PASSAGE GIVEN
So, do you need to read it? If you work in either the content (news) or business end of a journalism organization, you should read it. But realistically, it’s huge, so there’s a chance either you’ll start and won’t get far, then later think of it but won’t go get your computer or tablet to do it, and if you print it out it will go into your stack of magazines and you won’t touch it until spring, when you’ll put it in the recycling bin. So let’s prioritize: Pressed for time, what do you need to read? The whole thing is a tough slog for one sitting, both for its length and its academic style, and there are pretty good summaries out there, notably from Jeff Sonderman at Poynter, Josh Benton at Nieman Journalism Lab and Matthew Ingram at GigaOm.

Start with those summaries and then seek out the parts that in the summaries sound most interesting. My take:

The Introduction: If you are one of the people who think the industry’s whole problem is putting information online without charging for it, you seriously need to read the introduction because you have an incomplete understanding of the business end, its history and what’s happening to it.

Part 1: If you are unsure what exactly is changing about the role of a journalist, this helps fill in the blanks, though to me it seems overly focused on what I would call large newsrooms (Chicago, Boston, San Francisco, Philadelphia, Denver, Seattle and New Orleans, for instance), not the size of newsrooms that predominate across the country. However, to the extent that these larger newsrooms have resources and an ability to experiment that small newsrooms do not, it is important to be aware of what they should or may be trying to do because changing technology may make it easier for you later.

Part 2: If you have a big-picture job – an executive, an academic, a journalism think-tanker, writer for CJR, AJR, Nieman Lab, etc. – this section gets into some useful philosophical space about institutional change. It’s also helpful if you are trying unsuccessfully to manage up in a company that is resisting change; you’ll understand better why you can’t get the urgency of your message conveyed higher up. It is not as much immediate help to the typical ground-level journalist except for further context about the changing face of the industry.

Part 3: This attempts to use some recent examples to flesh out the larger picture of how the emerging models of journalism may work. It builds on part 1, so if you still aren’t sure what the changes there mean for you, read this part.

Conclusion: This takes up where the introduction left off, going from how things have already changed to trying to extrapolate into the future. If you found the introduction useful, read this.

To me, the essential message for journalists can be summed up with these passages:

Even as the old monopolies vanish, there is an increase in the amount of journalistically useful work to be achieved through collaboration with amateurs, crowds and machines.

… Figuring out the most useful role a journalist can play in the new news ecosystem requires asking two related questions: What can new entrants in the news ecosystem now do better than journalists could do under the old model, and what roles can journalists themselves best play?

… For many newsworthy events, it’s increasingly more likely that the first available description will be produced by a connected citizen than by a professional journalist. For some kinds of events – natural disasters, mass murders – the transition is complete.

INFORMATION PROVIDED

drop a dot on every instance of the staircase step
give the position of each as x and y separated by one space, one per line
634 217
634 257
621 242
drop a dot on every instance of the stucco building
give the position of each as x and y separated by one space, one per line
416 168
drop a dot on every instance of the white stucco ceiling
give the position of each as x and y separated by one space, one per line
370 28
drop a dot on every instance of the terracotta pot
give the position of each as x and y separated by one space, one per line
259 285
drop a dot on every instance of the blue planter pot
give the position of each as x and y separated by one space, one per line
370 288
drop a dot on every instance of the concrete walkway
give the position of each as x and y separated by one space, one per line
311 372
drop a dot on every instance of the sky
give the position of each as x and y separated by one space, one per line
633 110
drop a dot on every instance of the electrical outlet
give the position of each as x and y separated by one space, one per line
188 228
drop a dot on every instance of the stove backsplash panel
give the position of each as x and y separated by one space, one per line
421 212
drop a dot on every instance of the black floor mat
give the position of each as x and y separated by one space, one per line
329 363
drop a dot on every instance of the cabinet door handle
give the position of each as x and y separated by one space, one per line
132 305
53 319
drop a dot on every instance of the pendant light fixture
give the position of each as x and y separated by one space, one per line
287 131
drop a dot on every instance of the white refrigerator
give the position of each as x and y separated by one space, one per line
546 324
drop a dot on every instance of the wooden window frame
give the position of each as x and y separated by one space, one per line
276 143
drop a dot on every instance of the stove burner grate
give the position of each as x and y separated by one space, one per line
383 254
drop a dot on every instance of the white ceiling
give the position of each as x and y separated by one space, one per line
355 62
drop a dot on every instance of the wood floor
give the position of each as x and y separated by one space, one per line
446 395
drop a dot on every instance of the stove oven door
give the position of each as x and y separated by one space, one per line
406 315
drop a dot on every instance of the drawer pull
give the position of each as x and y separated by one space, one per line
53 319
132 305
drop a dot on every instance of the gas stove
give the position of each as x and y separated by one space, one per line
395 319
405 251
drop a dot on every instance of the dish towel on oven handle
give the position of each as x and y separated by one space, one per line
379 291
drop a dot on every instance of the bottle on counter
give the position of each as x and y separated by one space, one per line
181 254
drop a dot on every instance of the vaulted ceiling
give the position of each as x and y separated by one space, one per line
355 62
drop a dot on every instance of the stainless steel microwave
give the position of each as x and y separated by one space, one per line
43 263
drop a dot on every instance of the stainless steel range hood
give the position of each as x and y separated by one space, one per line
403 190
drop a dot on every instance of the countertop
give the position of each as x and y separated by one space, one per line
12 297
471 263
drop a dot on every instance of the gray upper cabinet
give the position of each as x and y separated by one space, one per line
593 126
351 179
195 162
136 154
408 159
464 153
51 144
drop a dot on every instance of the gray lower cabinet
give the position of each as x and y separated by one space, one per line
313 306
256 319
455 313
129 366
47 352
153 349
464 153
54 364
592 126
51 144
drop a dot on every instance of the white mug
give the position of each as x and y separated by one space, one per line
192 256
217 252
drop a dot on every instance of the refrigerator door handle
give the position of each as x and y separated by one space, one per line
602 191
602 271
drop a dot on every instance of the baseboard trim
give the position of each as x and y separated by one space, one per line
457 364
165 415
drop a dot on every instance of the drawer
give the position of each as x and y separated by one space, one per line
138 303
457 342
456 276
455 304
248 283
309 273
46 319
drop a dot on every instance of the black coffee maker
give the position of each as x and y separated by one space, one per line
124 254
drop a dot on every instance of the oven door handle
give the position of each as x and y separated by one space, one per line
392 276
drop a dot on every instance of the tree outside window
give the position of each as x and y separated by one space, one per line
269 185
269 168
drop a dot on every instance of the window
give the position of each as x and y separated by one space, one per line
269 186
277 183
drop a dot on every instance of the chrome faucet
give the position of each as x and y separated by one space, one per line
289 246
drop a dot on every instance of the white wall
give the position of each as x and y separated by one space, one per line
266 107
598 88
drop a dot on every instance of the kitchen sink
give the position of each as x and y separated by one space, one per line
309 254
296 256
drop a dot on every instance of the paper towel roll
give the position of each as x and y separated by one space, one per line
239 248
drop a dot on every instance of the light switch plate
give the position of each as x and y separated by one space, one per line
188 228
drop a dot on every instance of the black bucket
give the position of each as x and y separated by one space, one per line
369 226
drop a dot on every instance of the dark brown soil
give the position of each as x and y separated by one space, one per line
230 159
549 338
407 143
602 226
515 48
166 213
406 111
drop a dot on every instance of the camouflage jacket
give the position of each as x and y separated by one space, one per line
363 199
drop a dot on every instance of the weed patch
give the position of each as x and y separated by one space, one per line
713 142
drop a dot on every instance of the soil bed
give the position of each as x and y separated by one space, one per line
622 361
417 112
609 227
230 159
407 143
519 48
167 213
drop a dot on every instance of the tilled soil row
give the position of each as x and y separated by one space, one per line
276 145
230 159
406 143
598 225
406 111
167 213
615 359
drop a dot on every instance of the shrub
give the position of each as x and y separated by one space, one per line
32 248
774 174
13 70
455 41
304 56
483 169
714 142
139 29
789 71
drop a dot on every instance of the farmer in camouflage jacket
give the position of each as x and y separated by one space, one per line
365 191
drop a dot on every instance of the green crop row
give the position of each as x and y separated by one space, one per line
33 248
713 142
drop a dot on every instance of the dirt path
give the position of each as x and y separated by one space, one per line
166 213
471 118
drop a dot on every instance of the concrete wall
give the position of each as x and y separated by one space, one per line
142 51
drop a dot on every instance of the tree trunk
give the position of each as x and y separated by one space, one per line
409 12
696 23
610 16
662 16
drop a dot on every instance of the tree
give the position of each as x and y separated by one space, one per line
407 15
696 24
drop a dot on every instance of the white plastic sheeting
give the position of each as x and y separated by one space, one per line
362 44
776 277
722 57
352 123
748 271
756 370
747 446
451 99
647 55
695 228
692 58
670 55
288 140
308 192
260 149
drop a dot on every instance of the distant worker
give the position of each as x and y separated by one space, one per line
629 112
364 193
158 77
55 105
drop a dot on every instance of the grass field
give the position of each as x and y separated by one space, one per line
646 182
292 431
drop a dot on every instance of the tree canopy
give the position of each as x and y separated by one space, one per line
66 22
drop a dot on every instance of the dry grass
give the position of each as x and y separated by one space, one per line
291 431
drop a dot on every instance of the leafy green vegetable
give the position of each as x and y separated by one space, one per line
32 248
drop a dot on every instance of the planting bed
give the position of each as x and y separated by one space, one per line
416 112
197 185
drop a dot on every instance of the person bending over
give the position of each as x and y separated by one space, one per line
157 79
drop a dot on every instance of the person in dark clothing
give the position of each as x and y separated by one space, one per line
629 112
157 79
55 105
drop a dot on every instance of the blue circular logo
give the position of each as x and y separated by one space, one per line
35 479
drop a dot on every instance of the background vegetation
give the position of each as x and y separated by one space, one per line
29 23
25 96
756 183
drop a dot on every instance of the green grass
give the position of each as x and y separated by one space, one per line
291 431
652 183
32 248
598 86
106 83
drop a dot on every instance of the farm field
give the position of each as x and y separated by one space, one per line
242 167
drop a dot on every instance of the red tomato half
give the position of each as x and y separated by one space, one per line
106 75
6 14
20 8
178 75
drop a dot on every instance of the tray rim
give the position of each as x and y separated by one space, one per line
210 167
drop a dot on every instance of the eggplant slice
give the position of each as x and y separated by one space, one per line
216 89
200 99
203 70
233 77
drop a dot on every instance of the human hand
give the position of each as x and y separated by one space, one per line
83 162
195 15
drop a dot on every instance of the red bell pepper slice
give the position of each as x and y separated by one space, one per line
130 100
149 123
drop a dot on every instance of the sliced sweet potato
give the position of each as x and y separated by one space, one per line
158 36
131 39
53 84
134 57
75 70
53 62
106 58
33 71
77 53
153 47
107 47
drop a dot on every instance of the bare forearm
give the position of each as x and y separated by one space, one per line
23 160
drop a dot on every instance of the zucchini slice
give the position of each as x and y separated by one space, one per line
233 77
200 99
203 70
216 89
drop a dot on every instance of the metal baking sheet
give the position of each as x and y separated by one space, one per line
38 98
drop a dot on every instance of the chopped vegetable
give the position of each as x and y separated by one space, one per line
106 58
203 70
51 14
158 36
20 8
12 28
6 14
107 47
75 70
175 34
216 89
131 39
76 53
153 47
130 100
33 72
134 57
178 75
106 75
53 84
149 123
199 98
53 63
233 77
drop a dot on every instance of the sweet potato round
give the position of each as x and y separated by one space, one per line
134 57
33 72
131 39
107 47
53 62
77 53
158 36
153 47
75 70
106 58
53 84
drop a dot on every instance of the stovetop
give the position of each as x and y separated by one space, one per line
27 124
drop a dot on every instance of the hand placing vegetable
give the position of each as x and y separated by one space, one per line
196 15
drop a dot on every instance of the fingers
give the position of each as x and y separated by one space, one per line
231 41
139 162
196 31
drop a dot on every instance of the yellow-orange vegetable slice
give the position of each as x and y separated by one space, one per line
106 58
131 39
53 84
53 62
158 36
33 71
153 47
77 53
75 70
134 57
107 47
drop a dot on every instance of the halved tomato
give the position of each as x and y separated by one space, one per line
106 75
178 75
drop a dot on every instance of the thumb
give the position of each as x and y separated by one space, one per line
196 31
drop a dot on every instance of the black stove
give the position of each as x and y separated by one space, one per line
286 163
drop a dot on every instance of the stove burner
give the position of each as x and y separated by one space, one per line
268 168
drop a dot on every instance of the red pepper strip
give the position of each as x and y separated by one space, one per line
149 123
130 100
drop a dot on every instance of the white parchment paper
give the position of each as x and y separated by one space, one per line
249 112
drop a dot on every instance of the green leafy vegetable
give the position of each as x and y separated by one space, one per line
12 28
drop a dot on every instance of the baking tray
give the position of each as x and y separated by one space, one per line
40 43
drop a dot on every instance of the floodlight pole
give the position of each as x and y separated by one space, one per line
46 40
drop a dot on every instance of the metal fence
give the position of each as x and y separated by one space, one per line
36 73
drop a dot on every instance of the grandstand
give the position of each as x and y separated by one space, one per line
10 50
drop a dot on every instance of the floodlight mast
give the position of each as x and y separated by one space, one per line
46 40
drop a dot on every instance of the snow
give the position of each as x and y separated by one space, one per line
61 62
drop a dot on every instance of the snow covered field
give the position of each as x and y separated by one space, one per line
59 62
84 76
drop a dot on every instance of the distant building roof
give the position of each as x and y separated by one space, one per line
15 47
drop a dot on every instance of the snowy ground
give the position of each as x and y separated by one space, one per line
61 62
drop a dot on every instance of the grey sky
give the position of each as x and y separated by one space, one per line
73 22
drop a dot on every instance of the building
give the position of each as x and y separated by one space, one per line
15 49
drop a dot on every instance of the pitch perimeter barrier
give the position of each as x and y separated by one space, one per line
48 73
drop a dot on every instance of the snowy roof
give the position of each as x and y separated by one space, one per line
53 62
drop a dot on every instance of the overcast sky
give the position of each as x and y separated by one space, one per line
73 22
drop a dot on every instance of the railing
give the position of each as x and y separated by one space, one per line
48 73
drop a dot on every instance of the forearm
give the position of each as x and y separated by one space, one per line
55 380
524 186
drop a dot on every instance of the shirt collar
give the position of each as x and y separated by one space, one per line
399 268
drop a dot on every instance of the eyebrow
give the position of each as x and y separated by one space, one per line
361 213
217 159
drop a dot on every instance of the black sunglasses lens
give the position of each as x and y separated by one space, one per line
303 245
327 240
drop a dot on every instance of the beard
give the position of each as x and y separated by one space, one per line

WHAT YOU ARE ASKED TO DO
Repeat the commentary on reading the journalism report word for word, from "Conclusion: This takes" to "crowds and machines.".

RESULT OF THE EXERCISE
Conclusion: This takes up where the introduction left off, going from how things have already changed to trying to extrapolate into the future. If you found the introduction useful, read this.

To me, the essential message for journalists can be summed up with these passages:

Even as the old monopolies vanish, there is an increase in the amount of journalistically useful work to be achieved through collaboration with amateurs, crowds and machines.